** ARBEITSANWEISUNG **
Beginne bei der Zeile mit „the boar's nose“ und höre nach der Zeile mit „x=260 y=154“ auf. Kannst du jede dieser Zeilen erneut ausgeben, dabei jede Koordinate in den Antwortzeilen um -80 verschieben und alle übrigen Zeilen samt ihren Zahlen unverändert lassen?

※ ※ ※

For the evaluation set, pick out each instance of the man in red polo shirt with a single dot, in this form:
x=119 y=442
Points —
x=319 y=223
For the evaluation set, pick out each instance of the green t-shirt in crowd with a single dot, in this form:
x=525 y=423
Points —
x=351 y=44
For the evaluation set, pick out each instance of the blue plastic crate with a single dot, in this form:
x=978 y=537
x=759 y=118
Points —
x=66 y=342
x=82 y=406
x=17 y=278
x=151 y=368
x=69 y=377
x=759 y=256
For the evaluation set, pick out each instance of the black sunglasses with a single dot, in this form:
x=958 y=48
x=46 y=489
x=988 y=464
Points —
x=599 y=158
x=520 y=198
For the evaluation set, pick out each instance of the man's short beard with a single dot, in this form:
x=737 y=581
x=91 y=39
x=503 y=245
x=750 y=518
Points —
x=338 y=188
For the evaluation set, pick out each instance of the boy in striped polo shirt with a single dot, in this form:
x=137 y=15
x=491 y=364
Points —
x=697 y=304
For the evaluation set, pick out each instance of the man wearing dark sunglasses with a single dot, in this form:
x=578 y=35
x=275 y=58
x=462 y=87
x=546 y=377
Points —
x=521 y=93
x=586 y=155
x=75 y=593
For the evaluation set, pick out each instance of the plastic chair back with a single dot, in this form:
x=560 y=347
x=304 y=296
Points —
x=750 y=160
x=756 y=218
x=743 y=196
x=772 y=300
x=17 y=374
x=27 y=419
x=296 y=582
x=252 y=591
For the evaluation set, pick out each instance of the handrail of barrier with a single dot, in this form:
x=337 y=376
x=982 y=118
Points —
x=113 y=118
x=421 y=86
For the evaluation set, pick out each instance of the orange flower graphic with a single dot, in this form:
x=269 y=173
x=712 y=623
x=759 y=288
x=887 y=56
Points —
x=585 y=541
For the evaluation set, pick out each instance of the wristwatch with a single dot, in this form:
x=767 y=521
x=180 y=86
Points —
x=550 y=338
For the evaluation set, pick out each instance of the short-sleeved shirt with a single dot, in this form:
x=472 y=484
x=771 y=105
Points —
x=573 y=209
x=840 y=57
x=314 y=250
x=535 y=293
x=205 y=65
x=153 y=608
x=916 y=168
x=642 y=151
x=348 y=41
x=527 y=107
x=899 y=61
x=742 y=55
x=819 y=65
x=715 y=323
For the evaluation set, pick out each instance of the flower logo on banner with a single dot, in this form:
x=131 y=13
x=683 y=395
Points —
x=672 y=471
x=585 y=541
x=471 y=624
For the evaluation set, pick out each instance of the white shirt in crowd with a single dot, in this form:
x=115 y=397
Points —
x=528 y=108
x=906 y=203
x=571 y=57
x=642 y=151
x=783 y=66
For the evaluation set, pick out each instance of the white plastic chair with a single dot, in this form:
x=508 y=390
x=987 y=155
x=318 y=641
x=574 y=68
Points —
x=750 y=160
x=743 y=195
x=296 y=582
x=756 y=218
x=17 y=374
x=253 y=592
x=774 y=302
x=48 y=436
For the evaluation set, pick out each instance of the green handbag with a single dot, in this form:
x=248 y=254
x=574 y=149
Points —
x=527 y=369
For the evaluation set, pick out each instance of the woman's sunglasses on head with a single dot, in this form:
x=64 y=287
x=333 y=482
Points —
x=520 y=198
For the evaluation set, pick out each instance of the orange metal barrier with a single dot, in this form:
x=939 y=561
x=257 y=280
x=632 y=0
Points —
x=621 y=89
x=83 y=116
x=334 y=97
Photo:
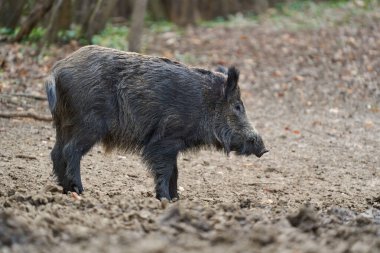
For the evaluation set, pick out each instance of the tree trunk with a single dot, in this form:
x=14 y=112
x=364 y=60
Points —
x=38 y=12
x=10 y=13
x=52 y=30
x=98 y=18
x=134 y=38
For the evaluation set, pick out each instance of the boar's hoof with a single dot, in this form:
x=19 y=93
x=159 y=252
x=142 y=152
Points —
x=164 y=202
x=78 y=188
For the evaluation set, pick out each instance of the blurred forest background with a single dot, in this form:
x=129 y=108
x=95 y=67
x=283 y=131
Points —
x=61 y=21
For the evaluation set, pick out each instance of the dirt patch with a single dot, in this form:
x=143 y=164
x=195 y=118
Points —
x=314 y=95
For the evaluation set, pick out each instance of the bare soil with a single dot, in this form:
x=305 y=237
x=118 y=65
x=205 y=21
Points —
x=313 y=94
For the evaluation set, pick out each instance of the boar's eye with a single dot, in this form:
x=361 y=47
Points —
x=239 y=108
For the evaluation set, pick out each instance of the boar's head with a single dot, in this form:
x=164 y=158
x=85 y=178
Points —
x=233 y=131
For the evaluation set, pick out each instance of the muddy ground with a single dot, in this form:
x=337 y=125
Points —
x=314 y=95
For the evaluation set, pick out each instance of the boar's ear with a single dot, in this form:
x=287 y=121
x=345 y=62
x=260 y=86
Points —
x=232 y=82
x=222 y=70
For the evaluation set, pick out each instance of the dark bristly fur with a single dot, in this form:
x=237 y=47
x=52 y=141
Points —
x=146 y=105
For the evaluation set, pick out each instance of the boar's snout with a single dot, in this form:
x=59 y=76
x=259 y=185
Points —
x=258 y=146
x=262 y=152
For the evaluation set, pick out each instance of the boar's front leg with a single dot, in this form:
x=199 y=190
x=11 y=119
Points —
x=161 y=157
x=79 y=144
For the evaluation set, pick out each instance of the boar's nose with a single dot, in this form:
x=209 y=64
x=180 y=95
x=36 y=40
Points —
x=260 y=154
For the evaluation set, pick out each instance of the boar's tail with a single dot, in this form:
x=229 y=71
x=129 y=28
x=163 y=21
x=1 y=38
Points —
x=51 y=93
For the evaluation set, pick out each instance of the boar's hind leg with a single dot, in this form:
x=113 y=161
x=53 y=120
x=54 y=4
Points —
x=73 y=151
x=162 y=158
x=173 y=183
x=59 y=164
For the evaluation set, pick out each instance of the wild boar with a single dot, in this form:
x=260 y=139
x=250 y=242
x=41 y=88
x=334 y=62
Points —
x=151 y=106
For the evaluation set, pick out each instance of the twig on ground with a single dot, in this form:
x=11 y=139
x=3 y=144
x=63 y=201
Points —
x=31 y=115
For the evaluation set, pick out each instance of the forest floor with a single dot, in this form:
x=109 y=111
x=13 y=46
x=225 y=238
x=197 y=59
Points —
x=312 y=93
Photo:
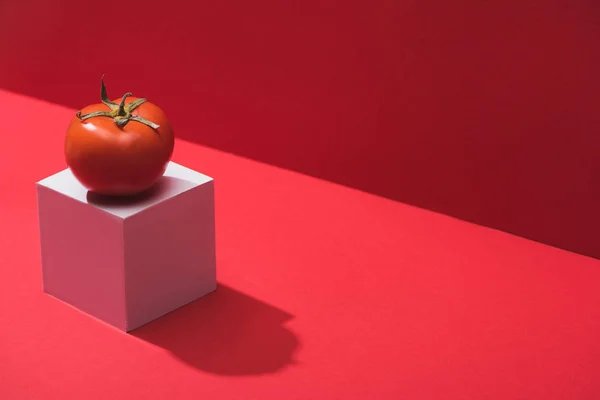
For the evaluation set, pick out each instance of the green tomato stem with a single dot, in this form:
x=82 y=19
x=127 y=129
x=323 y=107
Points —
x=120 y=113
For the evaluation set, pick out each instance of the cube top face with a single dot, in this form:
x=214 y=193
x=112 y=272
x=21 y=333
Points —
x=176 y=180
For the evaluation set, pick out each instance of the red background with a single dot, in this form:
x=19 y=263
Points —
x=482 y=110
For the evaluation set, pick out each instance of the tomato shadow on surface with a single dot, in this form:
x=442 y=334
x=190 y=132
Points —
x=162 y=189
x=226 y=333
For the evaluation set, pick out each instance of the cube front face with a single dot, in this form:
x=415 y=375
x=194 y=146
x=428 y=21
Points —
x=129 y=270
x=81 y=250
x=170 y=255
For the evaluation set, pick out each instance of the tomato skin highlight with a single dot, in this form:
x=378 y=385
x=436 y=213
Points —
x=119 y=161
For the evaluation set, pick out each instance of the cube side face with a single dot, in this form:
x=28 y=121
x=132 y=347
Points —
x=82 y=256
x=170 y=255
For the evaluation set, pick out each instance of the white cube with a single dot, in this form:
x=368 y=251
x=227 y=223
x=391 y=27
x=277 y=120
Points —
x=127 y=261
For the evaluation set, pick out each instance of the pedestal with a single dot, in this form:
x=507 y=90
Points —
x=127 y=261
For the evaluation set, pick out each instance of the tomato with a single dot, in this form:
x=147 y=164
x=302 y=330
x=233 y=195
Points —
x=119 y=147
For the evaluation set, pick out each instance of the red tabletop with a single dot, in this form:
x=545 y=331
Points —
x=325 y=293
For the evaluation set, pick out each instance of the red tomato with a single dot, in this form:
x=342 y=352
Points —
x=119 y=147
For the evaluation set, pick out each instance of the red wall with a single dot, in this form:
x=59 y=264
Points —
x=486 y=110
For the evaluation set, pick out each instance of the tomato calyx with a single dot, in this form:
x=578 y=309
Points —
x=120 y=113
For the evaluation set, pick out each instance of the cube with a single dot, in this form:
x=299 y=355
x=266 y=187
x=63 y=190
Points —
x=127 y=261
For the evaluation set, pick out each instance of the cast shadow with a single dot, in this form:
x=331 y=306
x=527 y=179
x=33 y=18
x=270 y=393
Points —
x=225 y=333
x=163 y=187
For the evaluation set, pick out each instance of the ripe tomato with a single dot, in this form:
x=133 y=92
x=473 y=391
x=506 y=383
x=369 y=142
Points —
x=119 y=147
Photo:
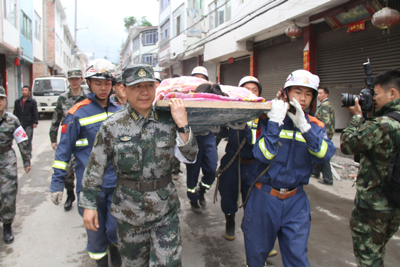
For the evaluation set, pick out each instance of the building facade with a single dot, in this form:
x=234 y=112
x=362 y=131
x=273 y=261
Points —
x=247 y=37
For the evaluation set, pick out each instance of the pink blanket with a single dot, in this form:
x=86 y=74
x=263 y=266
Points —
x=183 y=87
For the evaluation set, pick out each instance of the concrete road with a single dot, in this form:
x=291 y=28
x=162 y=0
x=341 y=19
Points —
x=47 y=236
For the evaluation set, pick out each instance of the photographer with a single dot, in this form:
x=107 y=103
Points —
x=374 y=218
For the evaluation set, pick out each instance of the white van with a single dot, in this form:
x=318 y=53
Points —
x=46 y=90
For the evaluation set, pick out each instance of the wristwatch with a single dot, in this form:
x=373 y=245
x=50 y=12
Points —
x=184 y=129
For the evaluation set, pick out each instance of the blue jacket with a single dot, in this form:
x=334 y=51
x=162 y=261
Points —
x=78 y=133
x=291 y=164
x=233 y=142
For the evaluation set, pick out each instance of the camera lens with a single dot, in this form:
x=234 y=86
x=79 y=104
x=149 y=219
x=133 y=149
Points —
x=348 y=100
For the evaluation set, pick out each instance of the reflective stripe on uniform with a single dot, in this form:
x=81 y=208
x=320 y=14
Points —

※ ※ ※

** LÖSUNG **
For the evaluation set, pick out each instance of the boar's nose with a single dot, in this form:
x=209 y=64
x=180 y=95
x=36 y=40
Points —
x=180 y=74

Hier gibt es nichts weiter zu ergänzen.